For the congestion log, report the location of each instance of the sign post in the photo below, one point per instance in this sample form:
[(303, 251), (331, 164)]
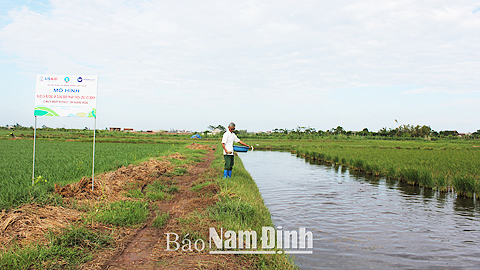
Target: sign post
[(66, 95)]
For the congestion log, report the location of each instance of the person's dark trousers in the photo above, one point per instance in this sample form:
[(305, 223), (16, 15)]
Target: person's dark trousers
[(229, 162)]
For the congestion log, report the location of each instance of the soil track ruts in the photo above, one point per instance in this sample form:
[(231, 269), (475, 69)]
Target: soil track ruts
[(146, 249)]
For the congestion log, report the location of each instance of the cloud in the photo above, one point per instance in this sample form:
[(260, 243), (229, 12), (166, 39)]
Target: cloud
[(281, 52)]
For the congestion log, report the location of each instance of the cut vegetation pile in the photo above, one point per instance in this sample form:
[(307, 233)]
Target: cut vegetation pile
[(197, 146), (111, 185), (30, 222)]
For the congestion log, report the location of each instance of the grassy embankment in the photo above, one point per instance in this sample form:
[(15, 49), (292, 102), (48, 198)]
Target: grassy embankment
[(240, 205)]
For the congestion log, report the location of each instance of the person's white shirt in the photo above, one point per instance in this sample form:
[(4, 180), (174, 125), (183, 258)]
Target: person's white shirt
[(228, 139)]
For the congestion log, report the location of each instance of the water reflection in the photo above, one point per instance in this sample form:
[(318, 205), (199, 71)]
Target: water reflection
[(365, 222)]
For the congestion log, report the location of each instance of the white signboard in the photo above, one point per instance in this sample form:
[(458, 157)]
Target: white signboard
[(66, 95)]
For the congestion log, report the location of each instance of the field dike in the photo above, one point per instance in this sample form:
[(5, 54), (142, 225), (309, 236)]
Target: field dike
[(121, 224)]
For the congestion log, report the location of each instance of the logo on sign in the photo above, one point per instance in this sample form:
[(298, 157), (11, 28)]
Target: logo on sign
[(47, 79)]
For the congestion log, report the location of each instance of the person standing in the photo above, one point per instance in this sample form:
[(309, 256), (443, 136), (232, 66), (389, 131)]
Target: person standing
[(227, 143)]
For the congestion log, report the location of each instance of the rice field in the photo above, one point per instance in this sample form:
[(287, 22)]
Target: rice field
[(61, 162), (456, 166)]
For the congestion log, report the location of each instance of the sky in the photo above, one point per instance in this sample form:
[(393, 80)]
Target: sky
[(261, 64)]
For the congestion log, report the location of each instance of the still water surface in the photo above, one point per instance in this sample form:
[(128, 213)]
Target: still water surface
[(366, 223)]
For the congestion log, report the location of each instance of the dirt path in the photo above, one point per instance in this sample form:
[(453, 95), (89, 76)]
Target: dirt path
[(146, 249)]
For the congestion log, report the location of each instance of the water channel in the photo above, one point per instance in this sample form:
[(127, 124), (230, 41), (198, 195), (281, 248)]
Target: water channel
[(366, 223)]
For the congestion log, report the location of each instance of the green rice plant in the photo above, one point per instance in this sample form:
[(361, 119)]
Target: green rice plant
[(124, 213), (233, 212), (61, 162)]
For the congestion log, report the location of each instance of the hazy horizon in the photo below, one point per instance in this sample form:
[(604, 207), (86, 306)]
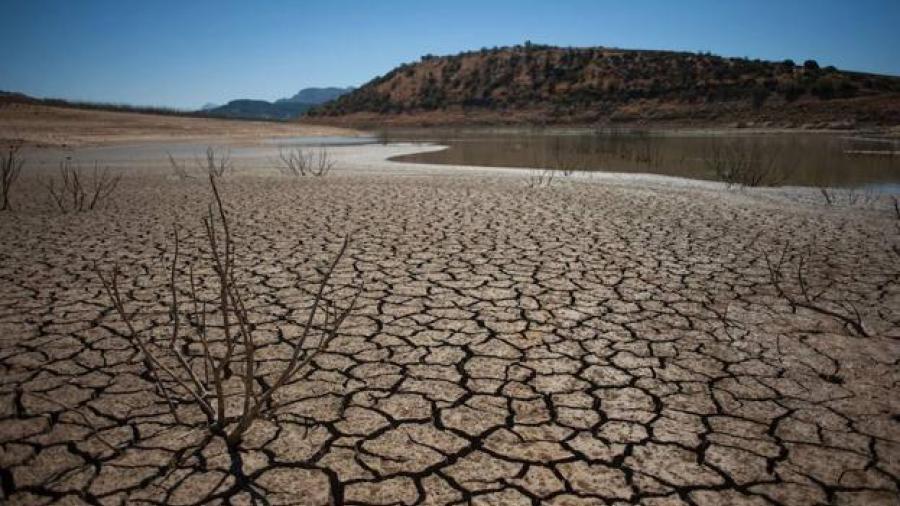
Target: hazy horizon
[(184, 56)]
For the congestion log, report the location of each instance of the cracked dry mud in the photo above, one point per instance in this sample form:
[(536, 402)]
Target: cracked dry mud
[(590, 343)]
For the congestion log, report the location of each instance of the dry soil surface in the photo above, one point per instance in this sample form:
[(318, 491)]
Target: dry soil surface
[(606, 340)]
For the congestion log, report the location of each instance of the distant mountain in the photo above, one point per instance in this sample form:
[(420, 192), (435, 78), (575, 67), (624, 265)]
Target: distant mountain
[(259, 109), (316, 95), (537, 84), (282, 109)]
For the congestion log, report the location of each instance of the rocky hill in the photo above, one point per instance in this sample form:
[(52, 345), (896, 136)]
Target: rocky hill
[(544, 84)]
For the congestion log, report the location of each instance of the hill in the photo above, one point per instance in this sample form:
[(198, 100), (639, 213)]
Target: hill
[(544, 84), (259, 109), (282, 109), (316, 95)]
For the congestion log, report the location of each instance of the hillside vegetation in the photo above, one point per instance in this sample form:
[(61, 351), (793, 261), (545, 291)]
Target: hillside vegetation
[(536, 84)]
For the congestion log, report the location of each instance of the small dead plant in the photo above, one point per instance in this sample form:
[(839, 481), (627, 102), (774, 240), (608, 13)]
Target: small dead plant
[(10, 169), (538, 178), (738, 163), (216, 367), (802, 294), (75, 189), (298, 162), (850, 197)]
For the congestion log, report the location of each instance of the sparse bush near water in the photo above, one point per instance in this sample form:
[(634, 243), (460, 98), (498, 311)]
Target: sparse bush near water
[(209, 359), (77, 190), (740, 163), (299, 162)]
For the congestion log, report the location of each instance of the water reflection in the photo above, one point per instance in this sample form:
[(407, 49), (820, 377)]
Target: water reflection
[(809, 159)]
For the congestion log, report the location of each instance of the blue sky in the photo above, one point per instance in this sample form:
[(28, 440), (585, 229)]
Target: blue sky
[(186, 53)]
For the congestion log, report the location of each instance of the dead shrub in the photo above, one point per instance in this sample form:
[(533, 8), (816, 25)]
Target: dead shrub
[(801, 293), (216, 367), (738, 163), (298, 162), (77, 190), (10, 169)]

◆ ◆ ◆ ◆ ◆

Copy out, word for word, everything in the listing above from the line containing "of the hillside" down to the line containing "162), (850, 197)]", including both of those lines.

For the congestion log, report the location of each instance of the hillside vegetation in the photo above, one point per instance in this sample form:
[(61, 351), (793, 261), (545, 291)]
Target: hillside vegetation
[(536, 84)]
For the congestion log, report the location of each instance of the small dead plant in the photo above, one point per instance in this sample form:
[(839, 481), (627, 102), (774, 240), (608, 13)]
Target: small dead plant
[(10, 169), (538, 178), (738, 163), (216, 367), (802, 294), (75, 189), (298, 162), (850, 197)]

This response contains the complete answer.